SOURCE DOCUMENT:
This is nothing new to folks who market and sell life. And while I have seen a number of innovative efforts to spur life sales–such as re-branding it as a kind of safe investment or pairing it with annuities to hedge against the notion of longevity risk–I have to wonder if maybe individual life isn’t selling better because the industry simply isn’t trying hard enough to make its case.

Don’t get me wrong–the life industry is hardly a confederation of slackers. And it has been interesting to see the proliferation of television ad campaigns from major life and annuity companies these days. But how effective are these campaigns, really? And what are these advertisers expectations?

I bring all of this up because I recently came across a series of absolutely shattering advertisements for a Thai life insurance company. Just go on YouTube and search for “Thai life insurance,” and you’ll come up with a few of them. Give them a watch, and if you don’t have something stuck in your eye by the end of these mini-dramas, then you are a more resilient person than I am. Or you are a robot.

Apparently, this is how you sell life insurance in southeast Asia: by taking the old “widows and orphans” angle and taking it to its most heart-wrenching extreme. Most Americans are not used to this degree of hard sell. Heck, there was practically a nationwide run on Kleenex when people saw the first few minutes of Pixar’s Up. And when Canada’s Workplace Safety and Insurance Board tried getting hardcore with a series of gruesome workplace safety ads a few years ago, all it did was frighten people off message. So it would be easy to imagine why ads like these might not do well on the small screen, when folks don’t have the attention span for a 2- or 3-minute commercial or can simply change the channel as soon as they sense where the ad is taking them.

Regardless, these Thai ads are masterpieces of emotional engineering. Maybe there is something about Thai storytelling traditions especially effective on a Western audience. Or maybe they are more open about what they consider fair game for making a point, so while some of their ads are downright weird (if funny), others, when selling against heartache, make you feel like you were born under a black cloud.

I wonder, though, could they work here? Movie theatres seem like a good venue for them. I find advertisements in front of the trailers as annoying as you do, but I am not about to walk out on one. Moreover, movie ads are perfectly suited for a three-minute long treatment, which is the length of an average trailer. Just imagine what kind of numbers you might pull down if you run a Thai-style ad before a romantic comedy or whatever passes for a “date night” flick these days. I’ll tell you what: if I saw one of these ads at the movies, back before my wife and I had kids, we would be at our insurance agent before ever reached the closing credits.

RECORDS FOR THE TASK:
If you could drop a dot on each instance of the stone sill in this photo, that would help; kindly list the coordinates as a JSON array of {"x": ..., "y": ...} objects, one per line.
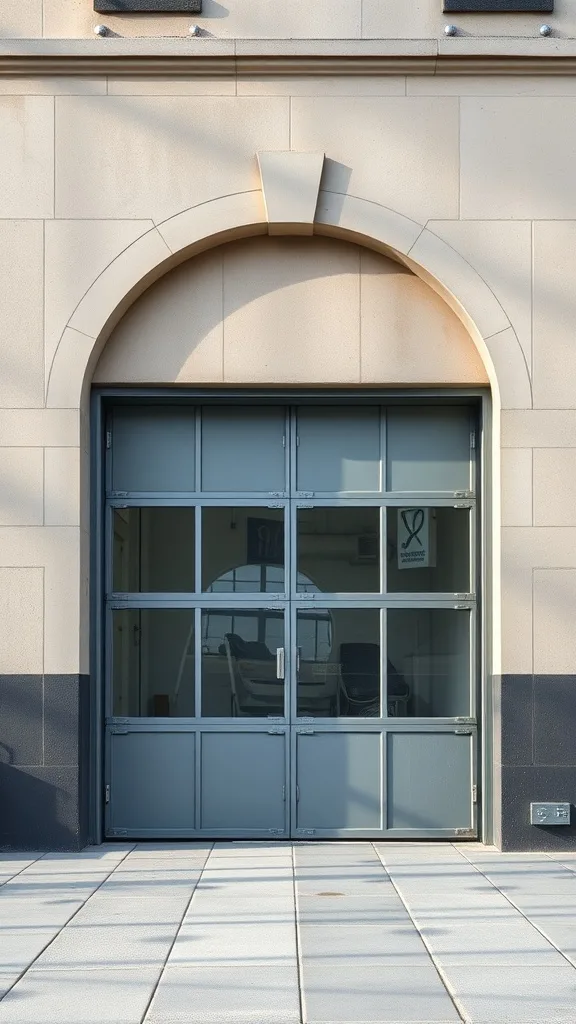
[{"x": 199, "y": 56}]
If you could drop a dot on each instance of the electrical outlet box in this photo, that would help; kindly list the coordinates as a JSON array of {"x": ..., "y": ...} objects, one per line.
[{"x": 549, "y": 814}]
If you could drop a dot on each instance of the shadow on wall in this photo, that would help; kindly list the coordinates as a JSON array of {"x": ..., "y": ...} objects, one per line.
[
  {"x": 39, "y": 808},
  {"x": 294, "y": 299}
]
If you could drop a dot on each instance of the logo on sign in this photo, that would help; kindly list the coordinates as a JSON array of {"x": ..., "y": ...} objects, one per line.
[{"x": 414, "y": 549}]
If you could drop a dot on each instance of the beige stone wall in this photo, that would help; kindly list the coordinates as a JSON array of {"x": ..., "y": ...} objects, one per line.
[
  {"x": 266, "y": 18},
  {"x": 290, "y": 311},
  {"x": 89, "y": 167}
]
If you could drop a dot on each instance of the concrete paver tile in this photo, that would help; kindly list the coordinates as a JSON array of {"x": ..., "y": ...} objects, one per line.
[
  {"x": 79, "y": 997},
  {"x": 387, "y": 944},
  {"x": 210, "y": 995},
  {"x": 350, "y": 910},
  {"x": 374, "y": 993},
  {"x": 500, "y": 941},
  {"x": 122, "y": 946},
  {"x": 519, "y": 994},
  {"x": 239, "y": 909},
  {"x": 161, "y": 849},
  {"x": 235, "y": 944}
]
* * *
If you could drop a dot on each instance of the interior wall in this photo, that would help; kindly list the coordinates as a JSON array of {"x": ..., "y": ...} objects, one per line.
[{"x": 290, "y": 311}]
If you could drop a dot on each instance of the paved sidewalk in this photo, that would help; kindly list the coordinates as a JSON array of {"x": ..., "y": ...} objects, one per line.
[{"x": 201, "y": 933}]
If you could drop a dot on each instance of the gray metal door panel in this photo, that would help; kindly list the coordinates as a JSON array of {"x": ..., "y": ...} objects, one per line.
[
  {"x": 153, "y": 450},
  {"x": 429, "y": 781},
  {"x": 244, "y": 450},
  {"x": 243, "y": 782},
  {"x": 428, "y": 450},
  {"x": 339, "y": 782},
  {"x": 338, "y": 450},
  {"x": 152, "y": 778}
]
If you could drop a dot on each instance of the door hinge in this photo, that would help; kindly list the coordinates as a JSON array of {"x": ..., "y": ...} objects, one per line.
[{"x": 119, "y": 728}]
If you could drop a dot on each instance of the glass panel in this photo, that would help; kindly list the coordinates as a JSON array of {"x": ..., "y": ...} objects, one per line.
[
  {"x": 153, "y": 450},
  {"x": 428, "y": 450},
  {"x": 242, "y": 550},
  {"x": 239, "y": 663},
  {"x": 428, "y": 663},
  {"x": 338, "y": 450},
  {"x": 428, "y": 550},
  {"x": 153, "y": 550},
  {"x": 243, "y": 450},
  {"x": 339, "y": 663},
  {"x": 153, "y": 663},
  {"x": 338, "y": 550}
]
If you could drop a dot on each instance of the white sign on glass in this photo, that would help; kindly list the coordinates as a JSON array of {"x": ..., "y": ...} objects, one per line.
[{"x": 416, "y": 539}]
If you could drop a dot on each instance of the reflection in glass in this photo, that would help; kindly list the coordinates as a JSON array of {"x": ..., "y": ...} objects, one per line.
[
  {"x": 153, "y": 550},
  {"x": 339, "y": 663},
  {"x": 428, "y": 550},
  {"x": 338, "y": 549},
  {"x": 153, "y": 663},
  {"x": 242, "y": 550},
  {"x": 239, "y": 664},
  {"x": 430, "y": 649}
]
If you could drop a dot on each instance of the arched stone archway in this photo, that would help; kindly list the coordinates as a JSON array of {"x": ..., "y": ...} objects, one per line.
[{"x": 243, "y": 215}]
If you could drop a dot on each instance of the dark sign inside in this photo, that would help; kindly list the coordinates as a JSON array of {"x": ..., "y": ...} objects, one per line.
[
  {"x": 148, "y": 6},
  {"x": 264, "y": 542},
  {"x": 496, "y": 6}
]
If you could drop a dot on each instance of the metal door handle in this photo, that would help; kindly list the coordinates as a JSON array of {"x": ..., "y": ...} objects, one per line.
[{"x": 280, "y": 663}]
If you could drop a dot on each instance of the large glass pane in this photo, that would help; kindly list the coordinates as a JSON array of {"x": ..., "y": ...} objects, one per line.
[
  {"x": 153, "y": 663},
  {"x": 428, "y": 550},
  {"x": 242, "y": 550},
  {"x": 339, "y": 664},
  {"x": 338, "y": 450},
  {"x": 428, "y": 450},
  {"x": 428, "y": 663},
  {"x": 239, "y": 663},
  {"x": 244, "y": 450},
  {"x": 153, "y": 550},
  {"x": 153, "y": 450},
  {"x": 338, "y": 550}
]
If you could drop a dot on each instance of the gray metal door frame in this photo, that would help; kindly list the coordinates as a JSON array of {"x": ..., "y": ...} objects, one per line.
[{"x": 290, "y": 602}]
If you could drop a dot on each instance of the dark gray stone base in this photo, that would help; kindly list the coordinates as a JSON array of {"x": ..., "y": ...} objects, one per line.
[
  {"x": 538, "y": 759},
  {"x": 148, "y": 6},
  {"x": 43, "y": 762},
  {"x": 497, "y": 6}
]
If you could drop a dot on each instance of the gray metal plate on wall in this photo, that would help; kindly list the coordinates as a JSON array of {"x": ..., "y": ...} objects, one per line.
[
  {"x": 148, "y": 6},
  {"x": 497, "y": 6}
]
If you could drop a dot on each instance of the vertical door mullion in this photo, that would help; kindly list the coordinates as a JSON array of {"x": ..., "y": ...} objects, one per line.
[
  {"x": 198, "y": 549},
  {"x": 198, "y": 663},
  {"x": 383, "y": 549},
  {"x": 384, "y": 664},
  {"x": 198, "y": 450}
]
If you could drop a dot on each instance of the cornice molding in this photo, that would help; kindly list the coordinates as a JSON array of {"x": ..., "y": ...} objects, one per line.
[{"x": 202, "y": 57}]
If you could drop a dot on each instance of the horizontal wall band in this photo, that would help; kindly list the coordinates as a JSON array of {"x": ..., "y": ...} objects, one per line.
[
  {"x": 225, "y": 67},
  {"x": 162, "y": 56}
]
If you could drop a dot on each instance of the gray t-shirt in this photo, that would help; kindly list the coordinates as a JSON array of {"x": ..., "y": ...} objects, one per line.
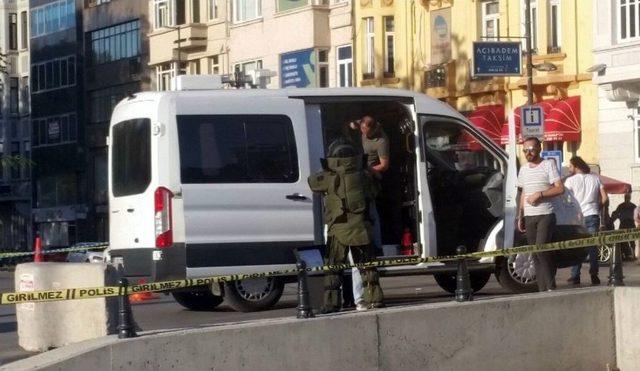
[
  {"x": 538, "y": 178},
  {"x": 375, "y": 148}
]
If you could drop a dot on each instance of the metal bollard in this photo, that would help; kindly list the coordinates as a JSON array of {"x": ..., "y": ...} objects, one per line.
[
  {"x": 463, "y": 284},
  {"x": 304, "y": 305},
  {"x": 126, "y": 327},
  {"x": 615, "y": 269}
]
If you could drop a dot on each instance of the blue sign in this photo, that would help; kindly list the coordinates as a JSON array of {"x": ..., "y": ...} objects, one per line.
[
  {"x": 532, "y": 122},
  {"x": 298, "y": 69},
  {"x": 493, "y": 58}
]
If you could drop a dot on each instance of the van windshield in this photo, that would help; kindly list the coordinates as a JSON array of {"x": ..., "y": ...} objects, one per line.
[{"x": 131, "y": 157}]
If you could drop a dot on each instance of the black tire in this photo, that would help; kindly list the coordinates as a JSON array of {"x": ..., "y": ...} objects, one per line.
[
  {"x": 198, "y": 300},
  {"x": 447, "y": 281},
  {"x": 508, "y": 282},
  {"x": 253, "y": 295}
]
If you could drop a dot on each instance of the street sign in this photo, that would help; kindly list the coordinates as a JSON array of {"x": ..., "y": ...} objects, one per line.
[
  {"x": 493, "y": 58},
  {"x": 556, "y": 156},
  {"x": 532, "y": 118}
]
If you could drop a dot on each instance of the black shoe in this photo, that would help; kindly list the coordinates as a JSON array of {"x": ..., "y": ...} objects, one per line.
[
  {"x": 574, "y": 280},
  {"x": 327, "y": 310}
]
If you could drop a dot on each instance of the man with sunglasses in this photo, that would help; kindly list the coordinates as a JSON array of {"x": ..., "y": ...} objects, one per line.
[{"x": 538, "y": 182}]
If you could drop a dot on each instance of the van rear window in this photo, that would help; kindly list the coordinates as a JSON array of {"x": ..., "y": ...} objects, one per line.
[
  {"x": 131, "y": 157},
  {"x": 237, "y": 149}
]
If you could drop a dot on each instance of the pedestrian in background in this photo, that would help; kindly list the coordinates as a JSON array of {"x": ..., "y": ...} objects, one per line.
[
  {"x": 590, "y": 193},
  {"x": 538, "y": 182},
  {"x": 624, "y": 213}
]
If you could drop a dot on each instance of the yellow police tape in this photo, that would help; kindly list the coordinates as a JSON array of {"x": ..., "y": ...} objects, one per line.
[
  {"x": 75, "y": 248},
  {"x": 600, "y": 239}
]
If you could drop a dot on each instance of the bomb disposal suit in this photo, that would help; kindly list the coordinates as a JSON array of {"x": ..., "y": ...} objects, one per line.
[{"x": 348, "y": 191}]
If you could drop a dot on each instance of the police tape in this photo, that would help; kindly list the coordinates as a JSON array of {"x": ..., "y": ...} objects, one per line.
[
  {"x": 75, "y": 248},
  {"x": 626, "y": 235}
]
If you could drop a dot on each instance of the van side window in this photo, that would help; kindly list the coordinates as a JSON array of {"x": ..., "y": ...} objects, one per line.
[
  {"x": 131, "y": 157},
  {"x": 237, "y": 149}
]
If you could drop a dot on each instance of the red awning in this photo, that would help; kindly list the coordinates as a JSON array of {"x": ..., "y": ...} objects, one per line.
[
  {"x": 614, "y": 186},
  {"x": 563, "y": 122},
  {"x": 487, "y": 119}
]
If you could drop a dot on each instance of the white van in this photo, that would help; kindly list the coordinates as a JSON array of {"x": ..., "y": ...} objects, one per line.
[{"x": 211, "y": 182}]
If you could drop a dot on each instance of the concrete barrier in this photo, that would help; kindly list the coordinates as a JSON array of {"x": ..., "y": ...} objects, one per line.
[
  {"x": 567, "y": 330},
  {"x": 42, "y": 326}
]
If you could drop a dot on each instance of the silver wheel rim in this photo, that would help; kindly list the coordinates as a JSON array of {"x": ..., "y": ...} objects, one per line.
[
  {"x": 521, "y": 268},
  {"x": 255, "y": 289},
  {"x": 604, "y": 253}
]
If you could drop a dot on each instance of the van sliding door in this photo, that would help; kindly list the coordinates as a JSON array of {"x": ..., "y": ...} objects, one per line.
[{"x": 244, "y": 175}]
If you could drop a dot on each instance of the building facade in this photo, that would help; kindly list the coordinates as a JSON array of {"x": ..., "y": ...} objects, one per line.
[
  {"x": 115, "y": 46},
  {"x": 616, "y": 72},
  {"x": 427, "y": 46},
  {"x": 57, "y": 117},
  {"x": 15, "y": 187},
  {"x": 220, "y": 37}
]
...
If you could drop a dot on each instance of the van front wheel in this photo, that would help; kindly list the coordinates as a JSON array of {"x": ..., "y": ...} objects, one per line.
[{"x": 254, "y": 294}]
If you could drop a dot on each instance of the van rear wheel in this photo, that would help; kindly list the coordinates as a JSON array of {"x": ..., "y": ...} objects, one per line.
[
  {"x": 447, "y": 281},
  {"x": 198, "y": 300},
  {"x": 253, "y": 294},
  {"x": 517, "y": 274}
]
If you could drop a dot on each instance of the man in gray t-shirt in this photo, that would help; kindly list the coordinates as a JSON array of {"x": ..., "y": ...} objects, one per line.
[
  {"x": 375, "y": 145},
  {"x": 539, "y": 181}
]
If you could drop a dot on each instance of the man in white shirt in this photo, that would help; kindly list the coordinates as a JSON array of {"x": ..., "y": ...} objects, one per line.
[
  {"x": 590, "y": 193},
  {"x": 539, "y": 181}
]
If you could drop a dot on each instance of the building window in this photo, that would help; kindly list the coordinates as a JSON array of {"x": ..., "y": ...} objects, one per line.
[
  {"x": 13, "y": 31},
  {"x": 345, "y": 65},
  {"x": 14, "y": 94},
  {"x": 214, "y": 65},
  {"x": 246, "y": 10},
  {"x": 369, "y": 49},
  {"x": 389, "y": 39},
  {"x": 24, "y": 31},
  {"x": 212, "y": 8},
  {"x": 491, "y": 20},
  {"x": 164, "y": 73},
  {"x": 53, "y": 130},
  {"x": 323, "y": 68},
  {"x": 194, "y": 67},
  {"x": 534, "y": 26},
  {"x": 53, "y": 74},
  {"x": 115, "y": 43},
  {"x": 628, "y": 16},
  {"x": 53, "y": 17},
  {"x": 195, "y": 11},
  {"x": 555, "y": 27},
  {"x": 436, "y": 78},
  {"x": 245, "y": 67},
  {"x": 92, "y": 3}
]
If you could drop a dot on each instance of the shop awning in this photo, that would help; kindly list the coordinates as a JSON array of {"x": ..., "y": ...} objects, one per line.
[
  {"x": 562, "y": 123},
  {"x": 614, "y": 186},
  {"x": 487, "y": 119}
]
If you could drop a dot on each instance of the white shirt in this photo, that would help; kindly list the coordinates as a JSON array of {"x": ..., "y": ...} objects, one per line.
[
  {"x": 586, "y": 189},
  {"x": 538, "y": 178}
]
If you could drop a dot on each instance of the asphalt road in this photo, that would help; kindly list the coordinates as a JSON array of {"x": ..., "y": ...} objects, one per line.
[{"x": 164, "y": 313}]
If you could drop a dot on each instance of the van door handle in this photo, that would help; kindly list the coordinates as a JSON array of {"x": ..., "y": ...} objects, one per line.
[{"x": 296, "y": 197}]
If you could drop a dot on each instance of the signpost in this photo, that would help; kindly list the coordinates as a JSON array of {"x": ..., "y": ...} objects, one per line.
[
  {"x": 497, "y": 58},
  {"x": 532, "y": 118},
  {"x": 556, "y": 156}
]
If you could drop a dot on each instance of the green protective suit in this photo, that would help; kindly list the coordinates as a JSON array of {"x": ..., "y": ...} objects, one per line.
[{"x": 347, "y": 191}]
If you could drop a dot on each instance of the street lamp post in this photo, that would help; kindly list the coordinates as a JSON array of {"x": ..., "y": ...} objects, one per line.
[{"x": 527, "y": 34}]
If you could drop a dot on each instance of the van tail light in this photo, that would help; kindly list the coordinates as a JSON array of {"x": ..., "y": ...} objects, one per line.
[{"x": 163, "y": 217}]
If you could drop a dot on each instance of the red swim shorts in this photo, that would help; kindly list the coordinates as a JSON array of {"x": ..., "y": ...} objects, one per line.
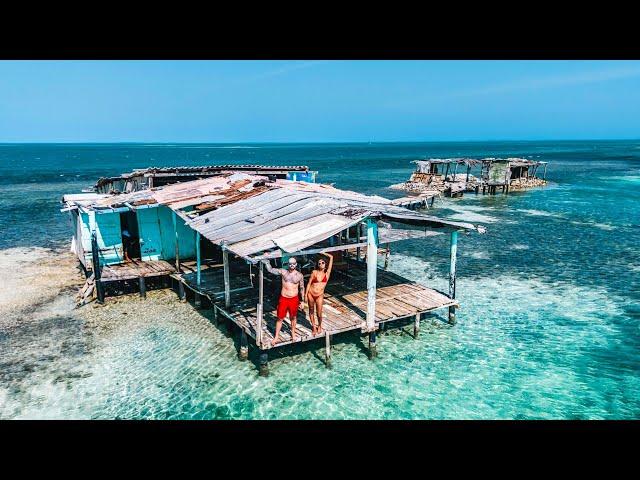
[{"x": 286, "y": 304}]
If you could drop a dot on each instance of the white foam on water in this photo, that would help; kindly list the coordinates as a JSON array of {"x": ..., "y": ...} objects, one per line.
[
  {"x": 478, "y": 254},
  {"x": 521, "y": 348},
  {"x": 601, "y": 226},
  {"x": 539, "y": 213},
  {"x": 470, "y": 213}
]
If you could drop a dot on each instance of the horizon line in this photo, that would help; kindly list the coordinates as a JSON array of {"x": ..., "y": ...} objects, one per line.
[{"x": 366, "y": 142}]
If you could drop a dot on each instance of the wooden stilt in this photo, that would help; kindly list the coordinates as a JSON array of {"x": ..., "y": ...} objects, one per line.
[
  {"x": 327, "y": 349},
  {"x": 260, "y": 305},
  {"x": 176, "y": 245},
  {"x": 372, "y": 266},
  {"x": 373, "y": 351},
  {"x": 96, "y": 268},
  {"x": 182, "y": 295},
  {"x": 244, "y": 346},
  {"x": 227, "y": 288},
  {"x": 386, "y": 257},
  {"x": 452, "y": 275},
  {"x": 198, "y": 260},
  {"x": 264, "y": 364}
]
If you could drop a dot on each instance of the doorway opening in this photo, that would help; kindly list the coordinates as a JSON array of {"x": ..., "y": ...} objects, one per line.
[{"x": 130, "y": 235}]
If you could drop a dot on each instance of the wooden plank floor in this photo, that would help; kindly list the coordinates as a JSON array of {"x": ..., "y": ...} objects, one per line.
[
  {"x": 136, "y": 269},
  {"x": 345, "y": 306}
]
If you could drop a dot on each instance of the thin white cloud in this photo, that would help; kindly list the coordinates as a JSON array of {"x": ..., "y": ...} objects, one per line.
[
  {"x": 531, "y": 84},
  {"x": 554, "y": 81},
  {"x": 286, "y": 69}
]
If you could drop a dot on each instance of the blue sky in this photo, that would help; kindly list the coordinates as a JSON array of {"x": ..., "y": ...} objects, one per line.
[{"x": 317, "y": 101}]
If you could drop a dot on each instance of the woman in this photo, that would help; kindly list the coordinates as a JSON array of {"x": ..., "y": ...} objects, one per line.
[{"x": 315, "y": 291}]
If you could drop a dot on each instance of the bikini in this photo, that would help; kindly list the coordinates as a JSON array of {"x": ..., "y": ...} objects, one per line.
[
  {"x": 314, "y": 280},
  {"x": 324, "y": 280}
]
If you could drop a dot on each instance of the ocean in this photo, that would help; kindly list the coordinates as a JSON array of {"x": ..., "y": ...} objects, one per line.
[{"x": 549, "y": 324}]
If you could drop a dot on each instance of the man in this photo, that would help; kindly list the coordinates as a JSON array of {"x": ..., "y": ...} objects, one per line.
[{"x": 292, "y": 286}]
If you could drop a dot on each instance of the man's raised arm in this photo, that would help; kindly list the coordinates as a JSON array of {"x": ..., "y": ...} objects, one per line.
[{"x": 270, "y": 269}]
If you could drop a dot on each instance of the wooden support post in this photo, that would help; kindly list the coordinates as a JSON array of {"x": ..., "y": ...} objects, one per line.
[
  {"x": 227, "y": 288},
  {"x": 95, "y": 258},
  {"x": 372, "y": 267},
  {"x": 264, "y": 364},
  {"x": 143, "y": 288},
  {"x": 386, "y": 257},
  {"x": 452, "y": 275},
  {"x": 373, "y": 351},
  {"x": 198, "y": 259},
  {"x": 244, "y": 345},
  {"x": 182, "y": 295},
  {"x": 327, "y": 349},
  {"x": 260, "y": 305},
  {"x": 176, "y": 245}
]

EXERCISE REQUIREMENTS:
1. Write out every sentence in the life insurance ad piece that ends with a question mark.
2. Locate each line of the listing that contains the word "blue", and copy those lines; case counts.
The text about life insurance ads and the listing are separate material.

THE RESULTS:
1.
But how effective are these campaigns, really?
And what are these advertisers expectations?
I wonder, though, could they work here?

2.
If you could drop a dot on each instance of the blue sign in this photo, that would help; kindly list the coordinates as a JSON array of {"x": ..., "y": ...} objects, one per line.
If you could drop a dot on each instance of the blue sky in this photo, that would help; kindly list the coordinates as a JSON array of {"x": ..., "y": ...} objects, one per line.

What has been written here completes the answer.